**Problem requirements**.
The word "shall" marks the lines to keep; find each one in the data and copy it.

___ Provided data

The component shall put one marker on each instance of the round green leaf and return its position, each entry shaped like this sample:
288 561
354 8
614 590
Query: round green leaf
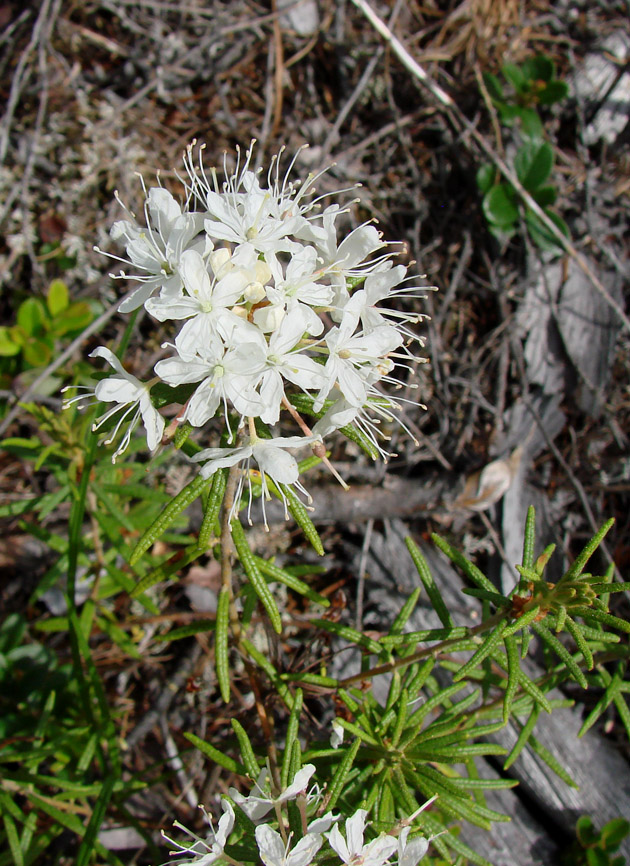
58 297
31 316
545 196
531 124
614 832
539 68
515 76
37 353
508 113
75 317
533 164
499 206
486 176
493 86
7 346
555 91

______
___ Provided data

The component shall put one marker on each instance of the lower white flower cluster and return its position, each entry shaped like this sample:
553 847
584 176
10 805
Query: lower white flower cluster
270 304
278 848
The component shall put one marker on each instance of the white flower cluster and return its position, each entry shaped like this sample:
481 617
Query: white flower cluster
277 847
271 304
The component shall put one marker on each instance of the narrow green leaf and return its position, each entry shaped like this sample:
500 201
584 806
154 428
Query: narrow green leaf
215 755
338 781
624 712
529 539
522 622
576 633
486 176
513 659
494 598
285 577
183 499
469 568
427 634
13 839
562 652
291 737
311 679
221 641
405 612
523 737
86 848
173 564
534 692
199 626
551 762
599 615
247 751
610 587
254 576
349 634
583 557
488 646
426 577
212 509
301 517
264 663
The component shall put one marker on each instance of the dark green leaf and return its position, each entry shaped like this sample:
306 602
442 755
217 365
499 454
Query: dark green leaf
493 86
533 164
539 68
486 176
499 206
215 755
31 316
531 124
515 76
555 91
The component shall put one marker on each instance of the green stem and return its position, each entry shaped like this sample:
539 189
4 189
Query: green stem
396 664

______
___ Provided data

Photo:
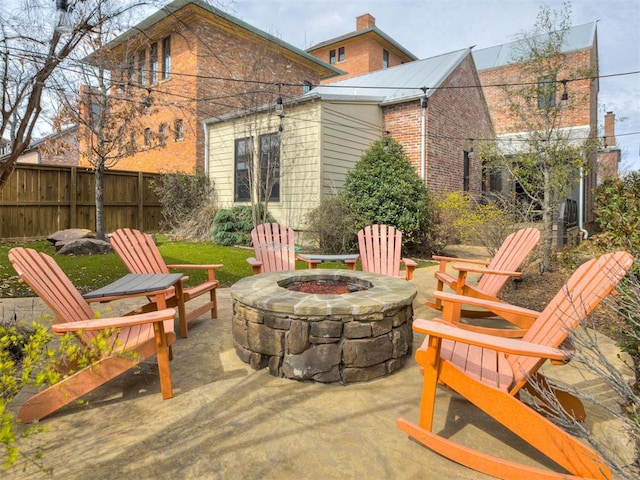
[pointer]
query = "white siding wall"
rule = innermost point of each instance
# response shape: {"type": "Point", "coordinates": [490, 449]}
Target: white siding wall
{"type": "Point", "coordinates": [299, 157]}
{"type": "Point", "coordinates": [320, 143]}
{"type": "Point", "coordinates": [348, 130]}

______

**Answer section**.
The component shall put one marker on each instance of the round green leaf and return its position, each entry shaped like this sample:
The component shall put one marker on each instance of the lower white flower cluster and return its position, each entry shaped like this sample:
The component shall put one marker on each instance of the white flower cluster and return its position, each entry shaped like this sample:
The component shall put one marker on each instance of the narrow green leaf and return its position, each entry shaped like this sample:
The component shall put one marker on each instance of the dark green leaf and return its position, each entry shaped like this sample:
The component shall put one marker on each instance of the green stem and return its position, each entry shaped like this sample:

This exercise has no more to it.